TASK TO COMPLETE: An exact copy of the listing below is required.

============

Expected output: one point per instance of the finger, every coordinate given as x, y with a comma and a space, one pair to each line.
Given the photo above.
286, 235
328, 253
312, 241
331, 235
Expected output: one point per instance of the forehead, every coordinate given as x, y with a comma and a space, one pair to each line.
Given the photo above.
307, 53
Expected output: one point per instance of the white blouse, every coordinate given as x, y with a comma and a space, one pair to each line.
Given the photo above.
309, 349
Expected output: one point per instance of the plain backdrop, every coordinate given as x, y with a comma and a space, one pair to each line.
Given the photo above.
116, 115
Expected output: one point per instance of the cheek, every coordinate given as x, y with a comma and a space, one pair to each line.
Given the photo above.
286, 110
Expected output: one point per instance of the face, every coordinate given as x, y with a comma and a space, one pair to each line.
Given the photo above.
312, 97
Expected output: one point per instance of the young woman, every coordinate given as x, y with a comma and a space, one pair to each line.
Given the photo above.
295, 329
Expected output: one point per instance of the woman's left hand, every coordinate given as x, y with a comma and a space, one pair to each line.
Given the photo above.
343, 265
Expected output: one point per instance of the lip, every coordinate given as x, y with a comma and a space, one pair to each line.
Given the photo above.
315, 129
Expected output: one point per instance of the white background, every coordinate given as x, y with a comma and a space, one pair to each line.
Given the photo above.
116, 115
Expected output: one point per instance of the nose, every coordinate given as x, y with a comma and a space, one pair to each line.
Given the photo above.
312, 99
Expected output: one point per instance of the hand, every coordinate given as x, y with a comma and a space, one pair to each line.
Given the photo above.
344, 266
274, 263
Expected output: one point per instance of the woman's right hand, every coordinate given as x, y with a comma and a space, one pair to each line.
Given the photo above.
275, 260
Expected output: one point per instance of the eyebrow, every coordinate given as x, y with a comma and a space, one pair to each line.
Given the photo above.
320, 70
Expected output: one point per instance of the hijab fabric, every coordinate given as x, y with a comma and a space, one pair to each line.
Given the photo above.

============

RESULT:
Expected output: one point per instance of the finger, every coordinate given as x, y with a comma and a space, one pair to each line.
Given the photo above.
286, 235
328, 253
312, 241
331, 235
Expected output: one point per instance of the forehead, every coordinate given as x, y with a comma and a space, one pair to each line.
Given the photo above.
307, 53
Expected output: one point per instance of the white blouse, every coordinate given as x, y with a comma and a space, one pair to each line.
Given the photo above.
309, 349
Expected output: one point per instance of the plain backdrop, every coordinate given as x, y with a comma and a space, one pair to each line.
Given the photo above.
116, 115
Expected output: one point per instance of the cheek, every coordinate given as x, y with a comma and a space, one pair to each line.
Given the photo above.
286, 110
Expected output: one point per instance of the face, every coordinate given as x, y with a comma and a space, one pair to each line.
Given the photo above.
312, 97
Expected output: one point per instance of the young woman, every coordinate given as x, y with a comma and a space, one pair to each line.
Given the photo above.
295, 329
Expected output: one point per instance of the woman's left hand, every coordinate given as x, y with a comma and a space, one pair to each line.
Given the photo above.
343, 265
Expected output: one point per instance of the lip, every coordinate given as x, y with a comma and a space, one pair to each line.
Given the photo above.
315, 129
Expected output: one point per instance of the white background, every coordinate given as x, y with a comma and a space, one pair to each line.
Given the photo above.
116, 115
Expected output: one point per instance of the nose, every coordinate given as x, y with a comma and a space, one pair to each line.
Given the photo above.
312, 99
Expected output: one point per instance of the hand, every coordinate given as x, y with a comma and a space, one pair to each line.
Given the photo above.
344, 266
274, 263
Expected output: one point per instance of the woman's right hand, every coordinate given as x, y with a comma and a space, one pair to each line.
Given the photo above.
275, 260
Expected output: one point per instance of the eyebrow, every coordinate given as x, y with a comma and a space, one pair to each line.
Given the photo above.
320, 70
Expected output: one point per instance of the hijab fabric, every coordinate given as x, y with a comma and a space, one pair to each line.
Given the photo above.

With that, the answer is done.